- **Aim**
Write out every line of the material exactly as it appears.

- **Exercise input**
+++
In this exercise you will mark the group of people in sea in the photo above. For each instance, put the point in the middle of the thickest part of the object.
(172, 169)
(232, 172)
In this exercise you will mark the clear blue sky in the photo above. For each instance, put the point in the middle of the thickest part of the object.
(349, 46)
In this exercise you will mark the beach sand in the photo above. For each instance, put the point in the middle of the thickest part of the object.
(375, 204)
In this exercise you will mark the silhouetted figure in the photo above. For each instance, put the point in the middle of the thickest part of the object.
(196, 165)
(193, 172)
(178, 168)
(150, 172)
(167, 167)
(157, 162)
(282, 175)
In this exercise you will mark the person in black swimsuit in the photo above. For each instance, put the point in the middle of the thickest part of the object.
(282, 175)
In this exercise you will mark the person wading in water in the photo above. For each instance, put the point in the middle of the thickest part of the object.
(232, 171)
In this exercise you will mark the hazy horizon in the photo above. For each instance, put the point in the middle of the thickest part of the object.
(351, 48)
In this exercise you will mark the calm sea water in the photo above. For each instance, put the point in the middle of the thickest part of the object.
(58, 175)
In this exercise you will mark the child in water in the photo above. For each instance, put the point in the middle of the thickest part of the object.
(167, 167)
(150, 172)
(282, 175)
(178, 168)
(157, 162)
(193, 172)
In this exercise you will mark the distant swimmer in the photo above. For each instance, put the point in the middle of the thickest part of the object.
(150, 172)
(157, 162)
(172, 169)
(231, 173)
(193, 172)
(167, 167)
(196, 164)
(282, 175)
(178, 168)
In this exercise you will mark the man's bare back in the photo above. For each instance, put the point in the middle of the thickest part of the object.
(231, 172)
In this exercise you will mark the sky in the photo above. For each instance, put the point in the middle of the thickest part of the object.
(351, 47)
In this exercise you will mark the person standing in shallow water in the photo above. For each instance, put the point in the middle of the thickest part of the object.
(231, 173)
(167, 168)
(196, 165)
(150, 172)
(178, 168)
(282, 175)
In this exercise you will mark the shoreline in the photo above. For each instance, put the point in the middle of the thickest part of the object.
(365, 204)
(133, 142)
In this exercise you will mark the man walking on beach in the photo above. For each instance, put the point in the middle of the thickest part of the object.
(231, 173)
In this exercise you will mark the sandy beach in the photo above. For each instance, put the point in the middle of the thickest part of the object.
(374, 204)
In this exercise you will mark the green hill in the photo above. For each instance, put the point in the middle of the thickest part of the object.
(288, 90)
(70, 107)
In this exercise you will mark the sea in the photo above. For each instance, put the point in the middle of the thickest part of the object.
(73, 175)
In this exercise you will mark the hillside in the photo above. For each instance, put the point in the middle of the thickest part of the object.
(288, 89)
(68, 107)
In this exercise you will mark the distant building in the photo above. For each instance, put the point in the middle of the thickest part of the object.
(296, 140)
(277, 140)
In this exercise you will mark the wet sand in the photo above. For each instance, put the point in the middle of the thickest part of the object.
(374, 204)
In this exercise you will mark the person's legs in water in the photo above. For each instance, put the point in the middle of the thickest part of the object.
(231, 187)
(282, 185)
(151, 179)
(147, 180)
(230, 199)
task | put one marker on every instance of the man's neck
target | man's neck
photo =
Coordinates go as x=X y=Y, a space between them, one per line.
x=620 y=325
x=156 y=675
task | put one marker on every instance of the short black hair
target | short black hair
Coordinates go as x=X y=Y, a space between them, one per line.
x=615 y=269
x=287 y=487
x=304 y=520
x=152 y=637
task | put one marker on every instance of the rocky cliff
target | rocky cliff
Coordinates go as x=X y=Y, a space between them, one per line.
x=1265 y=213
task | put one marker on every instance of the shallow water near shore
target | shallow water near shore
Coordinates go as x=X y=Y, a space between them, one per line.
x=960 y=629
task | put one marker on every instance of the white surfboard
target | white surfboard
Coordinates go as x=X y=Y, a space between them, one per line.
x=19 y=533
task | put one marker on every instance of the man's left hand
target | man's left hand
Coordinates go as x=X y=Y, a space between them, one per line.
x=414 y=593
+++
- **Expected answer**
In this exercise you will mark the group of people in sea in the photo above. For each instance, put the point in the middle of the thickest part of the object.
(172, 169)
(232, 172)
In this exercise you will mark the clear blue sky in the photo above. For each instance, put the point in the middle of the thickest part of the object.
(349, 46)
In this exercise you will mark the beach sand in the photo above. For each instance, put the point in the middle of the thickest part of the object.
(375, 204)
In this exercise you will mark the silhouetted figure in the photo above. For each instance, put the point in the middle of the thickest part of the object.
(196, 165)
(193, 172)
(178, 168)
(150, 172)
(167, 167)
(157, 162)
(282, 175)
In this exercise you will mark the person in black swimsuit in the photo above. For each instance, put the point in the middle of the thickest part of the object.
(282, 175)
In this exercise you will mark the person wading in water in the photo above. For each instance, put the point in the middle of the thickest part of the object.
(232, 171)
In this exercise you will mark the hazy horizon in the photo above. For each instance, put the point in the middle of the thickest part of the object.
(351, 48)
In this exercise you will mark the calm sea water in the photo above. For each instance, put the point in the middle of the thickest part of the object.
(58, 175)
In this exercise you will mark the child in water in the photo above. For each instance, put the point in the middle of the thickest part of the object.
(167, 167)
(150, 172)
(282, 175)
(178, 168)
(157, 162)
(193, 172)
In this exercise you will mark the distant swimmer in the photo above. For each instance, put the point in the middle of the thickest part of the object.
(150, 172)
(157, 162)
(172, 169)
(231, 173)
(193, 172)
(167, 167)
(196, 164)
(282, 175)
(178, 168)
In this exercise you will mark the man's bare back in the photo above. For each instance, put the point in the middle of the thickest part of the object.
(231, 172)
In this exercise you will mark the sky in the photo above. For each instance, put the point in the middle of the thickest part of the object.
(351, 47)
In this exercise you will mark the person standing in shallow water in the photo above. For each instance, put the point in the middle of the thickest part of the object.
(231, 173)
(167, 168)
(196, 165)
(150, 172)
(178, 168)
(282, 175)
In this exercise you will mark the shoreline in the photo above. For each instance, put the point in the middle of the thickest part of the object.
(365, 204)
(133, 142)
In this exercise you will mark the man walking on beach in the photo above. For each instance, put the point in the middle of the thickest part of the object.
(231, 173)
In this exercise you will mark the sandy beach in the photo above. For each instance, put the point in the middle of the thickest part of the object.
(374, 204)
In this exercise you will mark the green hill in the photo above. For each instance, put the point in the middle of the thickest part of the object.
(288, 90)
(70, 107)
In this exercise you will mark the sea in the photo above. For each instance, put the point in the middle of the thickest part of the object.
(73, 175)
In this exercise you will mark the hillside in the photo above. For each instance, put the point in the middle of the thickest part of the object.
(288, 89)
(68, 107)
In this exercise you will mark the distant building in the photo above. For each instance, put the point in the middle of the thickest part of the object.
(296, 140)
(277, 140)
In this exercise you will mark the wet sand in the photo above. For each instance, put the point in the middle of the thickest part of the object.
(374, 204)
In this exercise you will mark the person's legs in water in the photo above. For each instance, put the point in the middle of the thickest part of the object.
(231, 187)
(282, 185)
(151, 179)
(147, 180)
(230, 199)
task | put one marker on every instance of the man's neck
target | man's neck
photo =
Coordinates go as x=X y=Y, a space between them, one per line.
x=620 y=325
x=156 y=675
task | put one marker on every instance of the short black hair
target | short black hair
Coordinates go as x=X y=Y, a space between them, one per line.
x=615 y=269
x=287 y=487
x=304 y=520
x=152 y=637
task | put one marker on every instance of the rocky cliff
target | rocky cliff
Coordinates go as x=X y=Y, a space between them, one per line.
x=1265 y=213
task | put one marker on every instance of the shallow water near shore
target | shallow water near shore
Coordinates go as x=X y=Y, a space between them, one per line.
x=960 y=629
task | put one marker on every instance of the white surfboard
target | white surfboard
Coordinates go as x=X y=Y, a space between them, one per line.
x=19 y=533
task | put one marker on every instance of the man's left hand
target | man's left hand
Coordinates go as x=X y=Y, a space between them, one per line.
x=414 y=593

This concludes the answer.